===== DATA EXCERPTS =====

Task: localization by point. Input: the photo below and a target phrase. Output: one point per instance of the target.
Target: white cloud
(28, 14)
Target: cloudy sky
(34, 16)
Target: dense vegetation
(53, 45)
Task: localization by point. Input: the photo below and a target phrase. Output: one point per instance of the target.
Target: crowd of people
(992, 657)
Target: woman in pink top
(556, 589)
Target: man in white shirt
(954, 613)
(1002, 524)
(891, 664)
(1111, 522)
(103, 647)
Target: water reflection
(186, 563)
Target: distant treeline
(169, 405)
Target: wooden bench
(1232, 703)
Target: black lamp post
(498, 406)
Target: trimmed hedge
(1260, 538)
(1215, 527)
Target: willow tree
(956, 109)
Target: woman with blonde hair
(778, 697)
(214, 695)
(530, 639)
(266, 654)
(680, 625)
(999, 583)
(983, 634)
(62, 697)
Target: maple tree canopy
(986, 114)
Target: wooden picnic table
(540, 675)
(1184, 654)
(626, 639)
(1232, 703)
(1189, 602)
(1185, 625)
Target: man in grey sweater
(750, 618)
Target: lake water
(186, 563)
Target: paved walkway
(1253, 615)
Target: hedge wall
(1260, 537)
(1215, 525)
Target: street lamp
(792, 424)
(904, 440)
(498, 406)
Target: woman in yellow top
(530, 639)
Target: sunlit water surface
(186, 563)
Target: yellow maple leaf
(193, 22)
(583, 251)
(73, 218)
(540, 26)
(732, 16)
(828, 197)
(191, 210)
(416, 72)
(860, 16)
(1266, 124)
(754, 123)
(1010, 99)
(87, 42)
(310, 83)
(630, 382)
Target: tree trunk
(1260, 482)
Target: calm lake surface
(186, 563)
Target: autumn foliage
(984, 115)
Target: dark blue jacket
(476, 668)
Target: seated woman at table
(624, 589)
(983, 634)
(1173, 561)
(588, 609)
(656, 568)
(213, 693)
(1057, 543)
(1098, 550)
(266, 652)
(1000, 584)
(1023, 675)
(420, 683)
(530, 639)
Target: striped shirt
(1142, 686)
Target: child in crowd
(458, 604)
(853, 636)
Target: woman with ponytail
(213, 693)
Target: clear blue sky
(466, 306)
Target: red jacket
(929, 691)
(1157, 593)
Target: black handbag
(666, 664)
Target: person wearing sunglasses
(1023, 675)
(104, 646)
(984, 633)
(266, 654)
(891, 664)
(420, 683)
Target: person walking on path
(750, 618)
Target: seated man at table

=====

▶ **WRITTEN REQUEST**
The lines above should be duplicated exactly.

▶ **CORRECT ANSWER**
Task: localization by point. Input: the photo below and a target phrase. Output: one point per instance of the target.
Target: white cloud
(28, 14)
Target: cloudy sky
(34, 16)
Target: dense vegetation
(53, 45)
Task: localization by point. Input: the photo below and a target phrase. Output: one point per instance of the target.
Target: crowd of people
(992, 657)
Target: woman in pink top
(556, 589)
Target: man in white shirt
(954, 613)
(1002, 524)
(891, 664)
(1111, 522)
(103, 647)
Target: water reflection
(186, 563)
Target: distant treeline
(169, 405)
Target: wooden bench
(1232, 703)
Target: black lamp post
(498, 406)
Target: trimmed hedge
(1260, 538)
(1215, 527)
Target: willow tree
(956, 109)
Target: woman with blonde hair
(778, 697)
(214, 695)
(530, 639)
(266, 654)
(680, 625)
(999, 583)
(983, 634)
(62, 697)
Target: maple tree canopy
(986, 114)
Target: wooden picnic table
(540, 675)
(1184, 654)
(626, 639)
(1232, 703)
(1189, 602)
(1185, 625)
Target: man in grey sweater
(750, 618)
Target: lake water
(186, 563)
Target: paved walkway
(1253, 615)
Target: hedge wall
(1260, 537)
(1215, 525)
Target: street lamp
(792, 424)
(904, 440)
(498, 406)
Target: woman in yellow top
(530, 639)
Target: sunlit water surface
(186, 563)
Target: yellow maple leaf
(193, 22)
(583, 251)
(73, 218)
(540, 26)
(732, 16)
(828, 197)
(191, 210)
(416, 72)
(860, 16)
(1266, 124)
(754, 123)
(1010, 99)
(87, 42)
(310, 83)
(630, 382)
Target: tree trunk
(1260, 482)
Target: calm lake surface
(186, 563)
Target: autumn foliage
(984, 115)
Target: dark blue jacket
(476, 668)
Target: seated woman at table
(624, 589)
(983, 634)
(1173, 561)
(588, 609)
(656, 568)
(213, 693)
(1057, 543)
(1098, 550)
(266, 652)
(1000, 584)
(1023, 675)
(420, 683)
(530, 639)
Target: striped shirt
(1142, 686)
Target: child in crowd
(458, 604)
(853, 636)
Target: woman with ponytail
(213, 693)
Target: clear blue sky
(466, 306)
Target: red jacket
(929, 691)
(1157, 593)
Target: black handbag
(666, 664)
Target: person wearing sunglasses
(1023, 675)
(104, 646)
(984, 633)
(266, 654)
(891, 664)
(420, 683)
Target: person walking on path
(750, 618)
Target: seated man at table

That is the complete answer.